--- ASSIGNMENT ---
When you reach the line that holds "Each instance of the foliage", start copying exactly and keep going through the final line of the data, leaving out pictures.

== TASK MATERIAL ==

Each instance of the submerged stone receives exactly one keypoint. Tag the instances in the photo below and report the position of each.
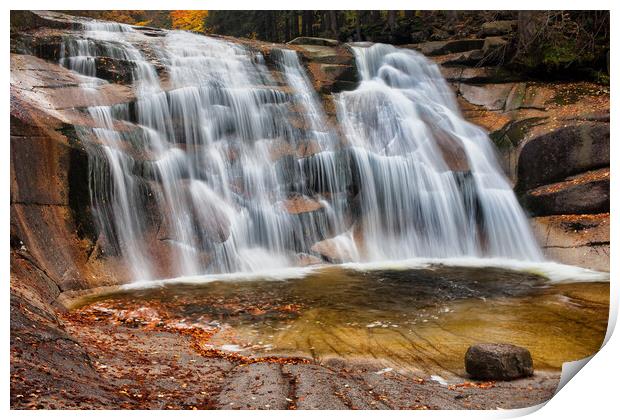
(498, 362)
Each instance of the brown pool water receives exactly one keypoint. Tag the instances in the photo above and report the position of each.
(422, 319)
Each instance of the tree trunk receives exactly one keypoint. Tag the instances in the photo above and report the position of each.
(294, 23)
(527, 24)
(333, 23)
(392, 23)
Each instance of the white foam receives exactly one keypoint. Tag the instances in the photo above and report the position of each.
(270, 275)
(555, 272)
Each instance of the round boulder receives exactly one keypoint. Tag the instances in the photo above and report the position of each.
(502, 362)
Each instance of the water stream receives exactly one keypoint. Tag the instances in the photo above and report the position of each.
(237, 165)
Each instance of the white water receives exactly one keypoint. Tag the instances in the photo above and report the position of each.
(212, 155)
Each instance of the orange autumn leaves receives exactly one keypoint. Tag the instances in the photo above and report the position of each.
(189, 20)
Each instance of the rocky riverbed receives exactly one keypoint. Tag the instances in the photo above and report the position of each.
(553, 138)
(379, 339)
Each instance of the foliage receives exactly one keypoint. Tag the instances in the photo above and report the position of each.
(563, 42)
(189, 20)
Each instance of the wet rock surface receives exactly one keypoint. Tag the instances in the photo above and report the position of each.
(498, 362)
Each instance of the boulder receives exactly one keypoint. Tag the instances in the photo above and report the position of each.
(306, 40)
(492, 44)
(581, 240)
(498, 27)
(419, 36)
(333, 78)
(339, 249)
(569, 150)
(439, 35)
(467, 58)
(502, 362)
(301, 204)
(448, 47)
(326, 54)
(305, 260)
(493, 97)
(580, 194)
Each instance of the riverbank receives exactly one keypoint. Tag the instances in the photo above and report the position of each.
(299, 344)
(109, 365)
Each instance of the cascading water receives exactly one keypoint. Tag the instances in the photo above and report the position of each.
(221, 164)
(430, 182)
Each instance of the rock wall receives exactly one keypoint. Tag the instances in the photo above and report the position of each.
(553, 140)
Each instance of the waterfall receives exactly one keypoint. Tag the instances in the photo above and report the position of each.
(221, 163)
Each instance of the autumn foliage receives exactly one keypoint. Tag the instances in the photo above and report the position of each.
(189, 20)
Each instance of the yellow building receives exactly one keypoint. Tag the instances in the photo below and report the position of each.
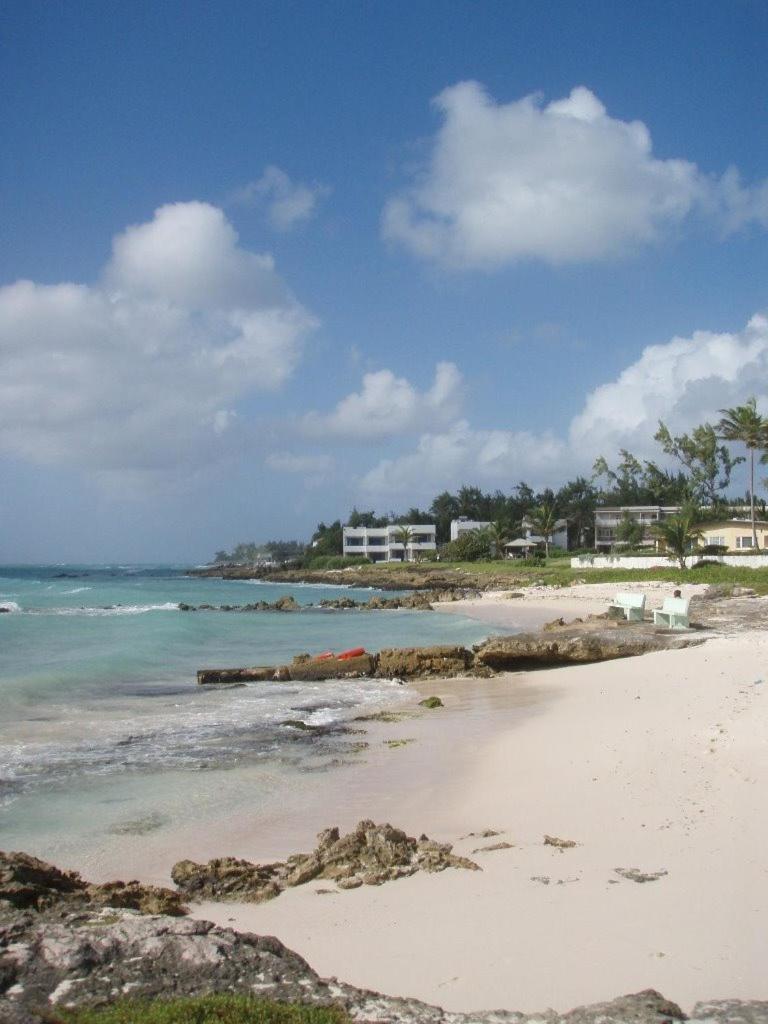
(735, 535)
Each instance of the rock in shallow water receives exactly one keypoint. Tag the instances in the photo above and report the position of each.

===

--- ANSWER ---
Each instance of the foliage receives exactly one keypoint. Tag the instances in the photo above and report the position of each.
(563, 42)
(189, 20)
Each instance of the wet rock surface receives exactly one keypoint. Tag the instances in the photo above and report the position of each.
(498, 362)
Each instance of the boulder receives exactly one keypoint. Tag the instances in the photo above and report the position of each.
(306, 40)
(492, 44)
(581, 240)
(498, 27)
(419, 36)
(333, 78)
(339, 249)
(569, 150)
(439, 35)
(467, 58)
(502, 362)
(301, 204)
(448, 47)
(326, 54)
(305, 260)
(493, 97)
(580, 194)
Each instance of the riverbank receives exactly one keypoint. Tag the instances in the photo above and report the position of each.
(299, 344)
(109, 365)
Each instance of the cascading water receives exactly one keypoint. Tag the instances in the photo above and report the position of each.
(221, 164)
(430, 182)
Each instance of the rock wall receives exactly one keypoint. Tag the instances in the photo above and report the position of each.
(553, 140)
Each instance of the waterfall receives exactly one keypoint. Tag the instances in the photo above and report the position of each.
(221, 163)
Each instance of the autumn foliage receives exactly one keypoint. Tag the instances in the photo above and report the position of each.
(189, 20)
Each instance of the yellow building receives exactly one keypoint. Tag the instances in the photo below and report the position of each.
(735, 535)
Each instance of the rock in shallow water receives exactly one keypoint. Tag the instances in the photo above and report the position of each.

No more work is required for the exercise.